EXERCISE: Please recast the records in the stretch from the line containing "Detect each building with" through the line containing "113 57 472 297" as a two-column CSV with the headers instruction and boxes. Each record gets one row, with its text under instruction and its coordinates under boxes, each in a single quoted field with line breaks replaced by spaces.

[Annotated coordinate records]
# # # # # # #

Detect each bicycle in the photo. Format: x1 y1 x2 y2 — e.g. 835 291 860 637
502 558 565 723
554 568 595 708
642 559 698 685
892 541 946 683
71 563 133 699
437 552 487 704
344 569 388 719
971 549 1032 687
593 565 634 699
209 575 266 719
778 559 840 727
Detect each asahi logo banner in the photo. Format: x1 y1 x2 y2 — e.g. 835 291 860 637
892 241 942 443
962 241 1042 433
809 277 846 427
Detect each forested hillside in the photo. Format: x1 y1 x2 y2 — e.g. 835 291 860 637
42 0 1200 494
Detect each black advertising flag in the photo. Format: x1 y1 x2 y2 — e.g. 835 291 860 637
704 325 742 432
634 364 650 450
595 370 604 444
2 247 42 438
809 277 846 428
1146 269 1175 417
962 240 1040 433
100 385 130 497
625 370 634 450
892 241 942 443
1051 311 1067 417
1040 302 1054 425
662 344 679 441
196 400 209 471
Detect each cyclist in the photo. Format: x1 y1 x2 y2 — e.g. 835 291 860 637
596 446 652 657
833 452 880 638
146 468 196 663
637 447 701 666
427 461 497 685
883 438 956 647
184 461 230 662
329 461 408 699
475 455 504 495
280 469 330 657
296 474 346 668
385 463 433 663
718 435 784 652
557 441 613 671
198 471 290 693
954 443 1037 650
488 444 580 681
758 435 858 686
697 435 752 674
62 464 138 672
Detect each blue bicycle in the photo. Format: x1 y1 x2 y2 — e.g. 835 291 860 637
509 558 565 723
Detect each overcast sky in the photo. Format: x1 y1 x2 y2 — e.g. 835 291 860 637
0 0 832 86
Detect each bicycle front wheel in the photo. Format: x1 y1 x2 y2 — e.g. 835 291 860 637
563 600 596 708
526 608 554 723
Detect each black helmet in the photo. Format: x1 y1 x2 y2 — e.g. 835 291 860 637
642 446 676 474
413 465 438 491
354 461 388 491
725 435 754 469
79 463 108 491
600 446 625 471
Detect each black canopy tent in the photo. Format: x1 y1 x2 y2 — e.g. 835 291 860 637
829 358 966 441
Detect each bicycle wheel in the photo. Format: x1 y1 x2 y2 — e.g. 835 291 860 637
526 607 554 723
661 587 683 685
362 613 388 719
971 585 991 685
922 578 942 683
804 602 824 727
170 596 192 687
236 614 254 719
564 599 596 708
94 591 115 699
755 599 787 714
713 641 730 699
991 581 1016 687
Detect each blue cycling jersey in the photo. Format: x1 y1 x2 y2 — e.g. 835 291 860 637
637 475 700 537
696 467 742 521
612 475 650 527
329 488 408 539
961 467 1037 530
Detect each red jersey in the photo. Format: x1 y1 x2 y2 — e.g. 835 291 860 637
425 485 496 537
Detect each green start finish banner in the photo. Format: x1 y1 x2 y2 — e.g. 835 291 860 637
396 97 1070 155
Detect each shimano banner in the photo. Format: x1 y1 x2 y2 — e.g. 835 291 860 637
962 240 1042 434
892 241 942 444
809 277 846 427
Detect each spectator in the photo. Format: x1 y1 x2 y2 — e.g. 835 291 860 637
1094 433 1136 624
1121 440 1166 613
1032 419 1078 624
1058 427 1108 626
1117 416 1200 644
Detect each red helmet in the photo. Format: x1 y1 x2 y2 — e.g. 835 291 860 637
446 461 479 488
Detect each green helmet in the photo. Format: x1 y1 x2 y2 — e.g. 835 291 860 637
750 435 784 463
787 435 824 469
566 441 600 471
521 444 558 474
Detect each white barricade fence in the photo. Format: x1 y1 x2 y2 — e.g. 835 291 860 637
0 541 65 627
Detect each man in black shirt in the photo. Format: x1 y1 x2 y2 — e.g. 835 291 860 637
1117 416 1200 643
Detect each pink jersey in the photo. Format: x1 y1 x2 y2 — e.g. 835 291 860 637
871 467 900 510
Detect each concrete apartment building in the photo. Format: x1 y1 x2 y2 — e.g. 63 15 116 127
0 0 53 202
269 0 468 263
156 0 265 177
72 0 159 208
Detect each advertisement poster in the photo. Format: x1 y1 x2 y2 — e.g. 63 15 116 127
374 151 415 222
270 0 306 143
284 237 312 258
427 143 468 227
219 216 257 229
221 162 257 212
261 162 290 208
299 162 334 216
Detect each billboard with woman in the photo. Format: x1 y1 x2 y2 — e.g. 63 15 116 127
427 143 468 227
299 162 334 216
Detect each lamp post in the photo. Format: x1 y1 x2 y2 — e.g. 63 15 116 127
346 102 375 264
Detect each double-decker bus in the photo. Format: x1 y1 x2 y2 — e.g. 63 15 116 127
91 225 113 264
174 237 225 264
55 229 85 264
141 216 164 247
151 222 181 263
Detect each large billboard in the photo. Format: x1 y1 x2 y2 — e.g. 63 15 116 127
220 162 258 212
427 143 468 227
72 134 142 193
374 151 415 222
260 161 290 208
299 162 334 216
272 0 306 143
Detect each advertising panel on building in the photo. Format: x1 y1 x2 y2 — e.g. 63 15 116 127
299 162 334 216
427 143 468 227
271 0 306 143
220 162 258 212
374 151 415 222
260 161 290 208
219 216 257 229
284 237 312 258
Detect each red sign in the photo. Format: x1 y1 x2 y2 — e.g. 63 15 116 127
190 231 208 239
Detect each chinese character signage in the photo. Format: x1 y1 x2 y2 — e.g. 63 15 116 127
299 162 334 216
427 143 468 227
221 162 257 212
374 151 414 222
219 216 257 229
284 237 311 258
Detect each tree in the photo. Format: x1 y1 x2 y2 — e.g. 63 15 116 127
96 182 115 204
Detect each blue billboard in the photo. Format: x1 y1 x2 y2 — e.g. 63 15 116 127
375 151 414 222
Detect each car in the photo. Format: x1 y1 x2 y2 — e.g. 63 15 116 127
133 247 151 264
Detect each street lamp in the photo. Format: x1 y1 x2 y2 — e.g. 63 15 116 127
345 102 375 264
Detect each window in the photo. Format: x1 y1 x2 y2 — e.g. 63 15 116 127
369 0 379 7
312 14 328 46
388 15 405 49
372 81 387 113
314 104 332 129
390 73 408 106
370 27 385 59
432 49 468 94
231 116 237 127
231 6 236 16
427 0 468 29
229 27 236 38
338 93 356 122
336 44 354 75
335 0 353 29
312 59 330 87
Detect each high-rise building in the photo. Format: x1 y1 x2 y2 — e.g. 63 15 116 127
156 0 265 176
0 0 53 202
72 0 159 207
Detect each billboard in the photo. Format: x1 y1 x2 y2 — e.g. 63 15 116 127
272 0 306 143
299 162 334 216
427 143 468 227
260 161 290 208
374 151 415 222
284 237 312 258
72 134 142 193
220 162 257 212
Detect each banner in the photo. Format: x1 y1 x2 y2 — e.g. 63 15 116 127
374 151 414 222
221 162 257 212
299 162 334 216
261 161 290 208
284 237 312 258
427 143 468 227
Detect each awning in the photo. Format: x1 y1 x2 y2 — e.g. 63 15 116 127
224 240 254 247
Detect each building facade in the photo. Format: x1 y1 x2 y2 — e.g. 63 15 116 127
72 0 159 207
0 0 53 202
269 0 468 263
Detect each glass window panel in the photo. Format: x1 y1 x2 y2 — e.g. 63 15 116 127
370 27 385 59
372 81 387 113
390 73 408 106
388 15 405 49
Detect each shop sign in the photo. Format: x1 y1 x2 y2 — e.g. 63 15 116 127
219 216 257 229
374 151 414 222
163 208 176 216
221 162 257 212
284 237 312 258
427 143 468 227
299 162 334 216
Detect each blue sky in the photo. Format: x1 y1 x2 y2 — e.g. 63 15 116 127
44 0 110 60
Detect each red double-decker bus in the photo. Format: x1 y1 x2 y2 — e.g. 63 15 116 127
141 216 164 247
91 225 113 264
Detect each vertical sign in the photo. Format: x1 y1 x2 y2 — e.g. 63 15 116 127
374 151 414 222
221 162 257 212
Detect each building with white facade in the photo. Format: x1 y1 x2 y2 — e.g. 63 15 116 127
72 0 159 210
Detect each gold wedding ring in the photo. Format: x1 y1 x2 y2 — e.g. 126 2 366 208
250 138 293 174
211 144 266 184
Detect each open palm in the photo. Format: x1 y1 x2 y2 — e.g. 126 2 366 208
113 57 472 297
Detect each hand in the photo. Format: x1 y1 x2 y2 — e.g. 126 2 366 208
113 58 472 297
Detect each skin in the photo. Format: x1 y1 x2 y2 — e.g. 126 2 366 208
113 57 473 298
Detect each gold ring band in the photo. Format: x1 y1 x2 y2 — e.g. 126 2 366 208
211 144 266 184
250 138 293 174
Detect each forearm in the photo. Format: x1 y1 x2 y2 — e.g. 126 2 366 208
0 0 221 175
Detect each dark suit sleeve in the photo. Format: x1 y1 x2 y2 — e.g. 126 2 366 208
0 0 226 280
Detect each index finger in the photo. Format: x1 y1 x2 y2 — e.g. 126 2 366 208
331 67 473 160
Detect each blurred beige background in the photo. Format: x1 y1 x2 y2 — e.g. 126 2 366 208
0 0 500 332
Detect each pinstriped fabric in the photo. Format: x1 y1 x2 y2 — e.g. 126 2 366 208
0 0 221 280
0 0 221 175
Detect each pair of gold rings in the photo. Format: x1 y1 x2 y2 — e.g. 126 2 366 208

# # # # # # #

SOLUTION BELOW:
instruction,boxes
"Detect each building with white facade in the photo. Format: x1 y1 x2 y2 — e.g. 63 15 116 127","72 0 159 210"
"Detect each gold wedding ring in the photo. Format: x1 y1 x2 y2 — e.g. 126 2 366 208","250 138 293 174 211 144 266 184"
"Detect each open palm in the photo. Format: x1 y1 x2 y2 — e.g. 126 2 366 208","113 57 472 297"